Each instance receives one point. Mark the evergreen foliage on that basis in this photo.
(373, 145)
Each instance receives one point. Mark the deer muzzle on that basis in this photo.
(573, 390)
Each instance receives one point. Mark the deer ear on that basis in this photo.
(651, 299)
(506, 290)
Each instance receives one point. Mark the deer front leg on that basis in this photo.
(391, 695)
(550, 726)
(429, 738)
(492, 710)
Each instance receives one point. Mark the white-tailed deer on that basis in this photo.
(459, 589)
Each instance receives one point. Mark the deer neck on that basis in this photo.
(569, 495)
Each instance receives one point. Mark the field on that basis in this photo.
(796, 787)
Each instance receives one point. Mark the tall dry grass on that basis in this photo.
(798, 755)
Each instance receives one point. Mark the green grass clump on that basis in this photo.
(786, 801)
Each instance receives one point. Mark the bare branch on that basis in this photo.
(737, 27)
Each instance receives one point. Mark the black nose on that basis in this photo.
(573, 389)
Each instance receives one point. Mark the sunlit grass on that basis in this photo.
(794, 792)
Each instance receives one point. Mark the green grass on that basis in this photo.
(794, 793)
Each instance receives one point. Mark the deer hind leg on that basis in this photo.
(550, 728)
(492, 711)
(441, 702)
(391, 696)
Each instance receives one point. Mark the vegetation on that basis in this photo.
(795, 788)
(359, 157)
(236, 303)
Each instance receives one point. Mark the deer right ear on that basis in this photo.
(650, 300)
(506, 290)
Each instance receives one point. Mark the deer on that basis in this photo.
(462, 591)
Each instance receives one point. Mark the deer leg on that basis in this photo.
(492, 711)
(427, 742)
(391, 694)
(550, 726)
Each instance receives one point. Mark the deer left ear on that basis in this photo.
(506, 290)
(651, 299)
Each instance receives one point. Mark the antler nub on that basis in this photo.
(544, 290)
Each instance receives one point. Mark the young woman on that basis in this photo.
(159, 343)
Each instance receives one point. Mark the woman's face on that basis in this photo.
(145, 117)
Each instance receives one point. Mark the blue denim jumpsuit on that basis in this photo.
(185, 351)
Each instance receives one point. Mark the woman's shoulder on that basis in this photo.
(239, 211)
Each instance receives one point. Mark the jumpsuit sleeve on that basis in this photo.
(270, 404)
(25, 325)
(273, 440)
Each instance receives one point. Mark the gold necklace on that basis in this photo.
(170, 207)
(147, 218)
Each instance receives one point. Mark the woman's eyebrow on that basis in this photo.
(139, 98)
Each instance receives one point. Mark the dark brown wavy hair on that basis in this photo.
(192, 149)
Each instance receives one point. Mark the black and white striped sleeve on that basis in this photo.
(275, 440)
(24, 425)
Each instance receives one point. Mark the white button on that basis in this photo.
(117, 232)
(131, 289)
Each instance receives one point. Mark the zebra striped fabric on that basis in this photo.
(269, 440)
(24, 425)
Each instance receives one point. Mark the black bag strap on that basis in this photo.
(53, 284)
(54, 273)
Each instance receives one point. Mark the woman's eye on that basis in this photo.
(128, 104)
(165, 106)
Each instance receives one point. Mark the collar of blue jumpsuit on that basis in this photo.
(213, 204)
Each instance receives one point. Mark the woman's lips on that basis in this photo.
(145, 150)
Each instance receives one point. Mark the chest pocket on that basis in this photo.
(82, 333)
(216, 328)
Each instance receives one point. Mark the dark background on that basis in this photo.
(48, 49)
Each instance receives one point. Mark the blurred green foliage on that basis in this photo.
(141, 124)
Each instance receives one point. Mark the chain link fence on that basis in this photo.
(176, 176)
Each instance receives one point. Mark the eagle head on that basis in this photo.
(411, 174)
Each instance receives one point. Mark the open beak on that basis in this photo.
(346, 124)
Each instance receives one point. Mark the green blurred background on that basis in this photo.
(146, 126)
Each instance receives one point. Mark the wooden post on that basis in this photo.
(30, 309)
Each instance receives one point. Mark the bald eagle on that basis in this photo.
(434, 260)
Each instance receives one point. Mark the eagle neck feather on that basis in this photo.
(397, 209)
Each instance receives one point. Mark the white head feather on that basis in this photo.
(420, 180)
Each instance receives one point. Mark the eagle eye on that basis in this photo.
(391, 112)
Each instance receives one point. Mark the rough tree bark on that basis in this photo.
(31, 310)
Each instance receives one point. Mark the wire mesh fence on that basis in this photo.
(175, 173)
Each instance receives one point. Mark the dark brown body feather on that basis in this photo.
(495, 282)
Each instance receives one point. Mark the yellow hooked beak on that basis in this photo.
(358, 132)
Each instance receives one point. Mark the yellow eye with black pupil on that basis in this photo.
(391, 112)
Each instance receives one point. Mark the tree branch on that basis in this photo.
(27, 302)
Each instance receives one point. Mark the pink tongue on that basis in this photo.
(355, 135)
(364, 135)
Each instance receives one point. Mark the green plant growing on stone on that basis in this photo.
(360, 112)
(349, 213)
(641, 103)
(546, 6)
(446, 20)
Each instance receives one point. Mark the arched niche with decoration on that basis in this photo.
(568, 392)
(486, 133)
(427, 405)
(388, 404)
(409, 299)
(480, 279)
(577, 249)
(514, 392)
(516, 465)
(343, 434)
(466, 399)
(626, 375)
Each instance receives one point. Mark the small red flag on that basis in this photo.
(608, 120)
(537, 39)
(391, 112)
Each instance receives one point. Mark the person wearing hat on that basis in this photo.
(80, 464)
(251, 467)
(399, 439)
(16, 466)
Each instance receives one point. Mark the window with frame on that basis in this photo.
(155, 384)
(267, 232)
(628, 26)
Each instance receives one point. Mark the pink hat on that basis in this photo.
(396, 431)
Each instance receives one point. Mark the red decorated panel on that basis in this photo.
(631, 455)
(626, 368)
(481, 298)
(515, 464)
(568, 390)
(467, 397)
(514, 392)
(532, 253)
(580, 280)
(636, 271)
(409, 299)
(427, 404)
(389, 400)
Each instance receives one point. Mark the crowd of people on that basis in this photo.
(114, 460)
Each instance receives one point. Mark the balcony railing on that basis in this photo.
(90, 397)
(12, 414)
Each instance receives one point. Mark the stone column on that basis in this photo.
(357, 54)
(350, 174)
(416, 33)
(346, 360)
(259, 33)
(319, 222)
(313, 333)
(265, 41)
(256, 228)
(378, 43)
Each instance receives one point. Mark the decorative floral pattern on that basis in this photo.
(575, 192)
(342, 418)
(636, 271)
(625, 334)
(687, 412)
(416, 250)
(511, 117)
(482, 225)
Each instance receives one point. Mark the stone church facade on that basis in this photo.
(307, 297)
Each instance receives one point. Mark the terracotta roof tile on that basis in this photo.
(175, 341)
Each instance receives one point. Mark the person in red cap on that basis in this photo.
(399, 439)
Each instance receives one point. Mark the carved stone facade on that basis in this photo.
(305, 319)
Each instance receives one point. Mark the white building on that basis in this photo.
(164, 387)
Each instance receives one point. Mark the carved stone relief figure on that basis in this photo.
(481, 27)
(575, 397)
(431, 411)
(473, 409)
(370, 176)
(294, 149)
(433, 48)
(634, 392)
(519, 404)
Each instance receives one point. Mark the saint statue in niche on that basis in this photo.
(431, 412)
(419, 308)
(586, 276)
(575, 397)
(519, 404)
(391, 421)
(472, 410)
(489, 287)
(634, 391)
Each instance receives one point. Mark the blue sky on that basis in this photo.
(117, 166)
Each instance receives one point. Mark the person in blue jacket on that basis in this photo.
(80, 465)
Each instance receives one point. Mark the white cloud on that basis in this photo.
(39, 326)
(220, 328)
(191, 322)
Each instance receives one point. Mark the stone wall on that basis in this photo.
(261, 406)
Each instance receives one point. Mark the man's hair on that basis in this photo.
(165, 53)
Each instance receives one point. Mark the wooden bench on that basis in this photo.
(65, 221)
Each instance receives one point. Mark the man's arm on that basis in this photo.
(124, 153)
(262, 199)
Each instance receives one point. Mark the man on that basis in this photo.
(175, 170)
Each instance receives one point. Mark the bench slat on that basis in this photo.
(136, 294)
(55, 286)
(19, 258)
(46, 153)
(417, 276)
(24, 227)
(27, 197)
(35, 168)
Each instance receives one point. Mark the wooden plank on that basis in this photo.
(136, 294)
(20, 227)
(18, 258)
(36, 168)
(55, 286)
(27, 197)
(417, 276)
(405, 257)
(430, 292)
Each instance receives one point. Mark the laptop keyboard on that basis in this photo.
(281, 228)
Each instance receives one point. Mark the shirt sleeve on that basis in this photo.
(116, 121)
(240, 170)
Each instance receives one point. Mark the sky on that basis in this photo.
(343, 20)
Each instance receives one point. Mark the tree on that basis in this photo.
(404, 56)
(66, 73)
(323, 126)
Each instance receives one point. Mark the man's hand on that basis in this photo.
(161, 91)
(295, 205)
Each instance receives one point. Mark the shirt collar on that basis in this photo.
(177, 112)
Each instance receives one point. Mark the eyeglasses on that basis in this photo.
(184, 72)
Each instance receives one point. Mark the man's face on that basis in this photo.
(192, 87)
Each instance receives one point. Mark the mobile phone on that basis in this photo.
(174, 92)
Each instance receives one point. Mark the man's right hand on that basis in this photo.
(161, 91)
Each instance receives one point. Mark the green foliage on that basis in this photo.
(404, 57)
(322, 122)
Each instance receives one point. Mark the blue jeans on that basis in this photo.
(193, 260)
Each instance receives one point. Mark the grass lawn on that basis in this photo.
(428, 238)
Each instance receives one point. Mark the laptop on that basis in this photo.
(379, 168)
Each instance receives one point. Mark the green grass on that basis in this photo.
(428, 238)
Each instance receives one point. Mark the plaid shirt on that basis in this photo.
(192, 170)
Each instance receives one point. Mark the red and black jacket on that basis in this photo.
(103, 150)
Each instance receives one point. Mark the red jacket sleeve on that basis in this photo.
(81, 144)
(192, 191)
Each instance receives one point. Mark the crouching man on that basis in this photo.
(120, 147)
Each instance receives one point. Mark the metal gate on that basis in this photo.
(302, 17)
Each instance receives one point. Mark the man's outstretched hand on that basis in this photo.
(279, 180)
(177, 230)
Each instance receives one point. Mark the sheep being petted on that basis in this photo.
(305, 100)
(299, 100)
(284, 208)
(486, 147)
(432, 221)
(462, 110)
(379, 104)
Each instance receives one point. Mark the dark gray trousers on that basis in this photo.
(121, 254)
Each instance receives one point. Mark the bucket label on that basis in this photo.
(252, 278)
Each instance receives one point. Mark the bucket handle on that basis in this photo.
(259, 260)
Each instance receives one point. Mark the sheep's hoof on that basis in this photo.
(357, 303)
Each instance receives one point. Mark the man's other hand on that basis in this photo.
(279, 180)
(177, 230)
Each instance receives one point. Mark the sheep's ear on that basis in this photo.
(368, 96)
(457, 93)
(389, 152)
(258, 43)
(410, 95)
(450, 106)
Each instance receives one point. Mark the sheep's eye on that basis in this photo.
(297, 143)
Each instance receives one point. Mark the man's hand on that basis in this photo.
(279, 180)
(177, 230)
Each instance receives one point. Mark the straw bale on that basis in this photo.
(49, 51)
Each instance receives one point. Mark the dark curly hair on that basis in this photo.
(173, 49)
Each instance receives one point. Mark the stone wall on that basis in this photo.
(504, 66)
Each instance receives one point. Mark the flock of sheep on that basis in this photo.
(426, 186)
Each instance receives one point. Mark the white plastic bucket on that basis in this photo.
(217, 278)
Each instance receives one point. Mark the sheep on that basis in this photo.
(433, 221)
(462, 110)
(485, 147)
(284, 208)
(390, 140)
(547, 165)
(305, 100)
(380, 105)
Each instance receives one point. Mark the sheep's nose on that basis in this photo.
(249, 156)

To do: Print exactly the lines from the one with "Each instance receives one point. Mark the sheep's hoof" through the end of the data, inclusive.

Written response:
Each instance receives one point. Mark the sheep's hoof on that basis in this photo.
(357, 303)
Each instance receives one point. Mark the man's other hand on that basis in this photo.
(279, 180)
(177, 230)
Each instance receives one point. Mark the sheep's ear on that basis in this photo.
(368, 96)
(457, 93)
(389, 152)
(258, 43)
(410, 95)
(450, 106)
Each instance receives one point. Mark the sheep's eye on that basis in this photo.
(297, 143)
Each instance receives one point. Mark the man's hand on that basis in this photo.
(279, 180)
(177, 230)
Each instance receives one point. Mark the straw bale on that basis in this photo.
(49, 51)
Each instance receives one point. Mark the dark curly hair on that basis in this photo.
(173, 49)
Each instance receives one point. Mark the stone wall on that basis in this photo.
(504, 66)
Each instance receives one point. Mark the flock of sheep on that basis in this photo.
(426, 186)
Each instance receives one point. Mark the white plastic bucket on that basis in this photo.
(217, 278)
Each instance receives one point. Mark the sheep on that basis in this photo.
(433, 221)
(462, 110)
(485, 147)
(284, 208)
(390, 140)
(547, 165)
(305, 100)
(380, 105)
Each instance receives one point. Mark the sheep's nose on that basis in this photo.
(249, 156)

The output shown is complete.